Investing in climate-resilient infrastructure is another critical strategy for the Gulf region. This includes upgrading water management systems to cope with increasing water scarcity. The region has already experienced significant climate-related damages. A 2017 study of 12 economic sectors in the UAE warned that a number of those sectors could be adversely affected by 2050 due to climate change. Investing in resilient infrastructure can help mitigate these risks and create new economic opportunities.

Gulf governments seem to have taken the first step in the last two years by setting decarbonization targets. As of 2022, all GCC countries, except Qatar, have set a net zero target by 2050 or 2060. Setting such targets, however, is not enough. Also required is implementing supportive policies and creating an enabling environment for private sector investment.

The national visions of GCC countries (Saudi Arabia’s Vision 2030, Oman Vision 2040, Qatar National Vision 2030, UAE Vision 2021 and its Energy Strategy 2050, Bahrain Economic Vision 2030, and Kuwait Vision 2035) incorporate some of the strategies described here. The majority of these visions promote the adoption of renewable energy sources (five countries), encourage energy efficiency practices and technologies (four countries). Three countries’ strategies aim to reduce greenhouse gas emissions and two encourage reducing dependence on oil and diversifying the economy.

Some GCC countries’ visions boast other notable features. For example, Saudi Arabia has set up a voluntary carbon market and plans to increase the share of power generated by renewable energy sources to 50 percent by 2030 and to plant 10 billion trees in the coming decades. The UAE has a Long-Term Strategy that demonstrates its commitment to Net Zero by 2050 and sets out a roadmap for how it plans to decarbonize each economic sector.

The Time for Action Is Now

The Gulf region stands at a critical juncture in its history. As the world transitions to a low-carbon future, the region faces significant risks if it fails to adapt, including obsolete assets and economic losses. These risks are compounded by the effects of climate change on GCC countries’ infrastructure, economies, and ways of life.

But the transition also presents tremendous opportunities for the region to diversify its economies, create new jobs, attract investment, and assume a leadership role in the global fight against climate change.

> SOURCE INFORMATION:
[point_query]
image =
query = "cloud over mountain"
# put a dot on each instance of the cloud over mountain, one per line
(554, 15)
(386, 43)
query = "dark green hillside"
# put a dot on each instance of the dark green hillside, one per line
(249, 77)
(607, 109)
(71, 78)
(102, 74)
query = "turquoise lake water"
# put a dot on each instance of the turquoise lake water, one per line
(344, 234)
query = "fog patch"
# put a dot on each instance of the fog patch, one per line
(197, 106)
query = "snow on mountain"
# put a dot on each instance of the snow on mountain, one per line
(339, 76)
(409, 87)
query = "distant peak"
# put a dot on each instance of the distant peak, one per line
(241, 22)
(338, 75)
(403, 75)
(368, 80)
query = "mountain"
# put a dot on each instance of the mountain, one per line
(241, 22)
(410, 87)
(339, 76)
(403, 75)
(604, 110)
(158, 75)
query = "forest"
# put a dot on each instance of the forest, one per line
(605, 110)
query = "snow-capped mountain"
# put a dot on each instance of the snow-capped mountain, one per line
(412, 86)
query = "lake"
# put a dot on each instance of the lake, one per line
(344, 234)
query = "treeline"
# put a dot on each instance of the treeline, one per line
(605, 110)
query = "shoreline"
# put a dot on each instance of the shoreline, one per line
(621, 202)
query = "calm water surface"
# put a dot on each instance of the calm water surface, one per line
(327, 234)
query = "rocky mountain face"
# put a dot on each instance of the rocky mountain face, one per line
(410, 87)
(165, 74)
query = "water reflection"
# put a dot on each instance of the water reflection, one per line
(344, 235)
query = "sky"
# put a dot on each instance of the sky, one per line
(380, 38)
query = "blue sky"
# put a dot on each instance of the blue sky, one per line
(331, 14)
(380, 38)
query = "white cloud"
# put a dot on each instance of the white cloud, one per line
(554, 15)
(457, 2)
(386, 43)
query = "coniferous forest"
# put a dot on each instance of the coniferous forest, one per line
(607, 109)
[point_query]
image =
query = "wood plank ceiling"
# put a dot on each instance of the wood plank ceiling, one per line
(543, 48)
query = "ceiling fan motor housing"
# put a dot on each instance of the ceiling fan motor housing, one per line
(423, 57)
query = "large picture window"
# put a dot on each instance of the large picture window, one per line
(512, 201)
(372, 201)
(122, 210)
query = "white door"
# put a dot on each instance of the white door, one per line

> AIM OF THE TASK:
Retype part of the passage on Gulf climate strategy word for word, beginning at the words "The Gulf region stands" and stopping after "against climate change.". The material comes from a source separate from the passage on Gulf climate strategy.

> RESPONSE AREA:
The Gulf region stands at a critical juncture in its history. As the world transitions to a low-carbon future, the region faces significant risks if it fails to adapt, including obsolete assets and economic losses. These risks are compounded by the effects of climate change on GCC countries’ infrastructure, economies, and ways of life.

But the transition also presents tremendous opportunities for the region to diversify its economies, create new jobs, attract investment, and assume a leadership role in the global fight against climate change.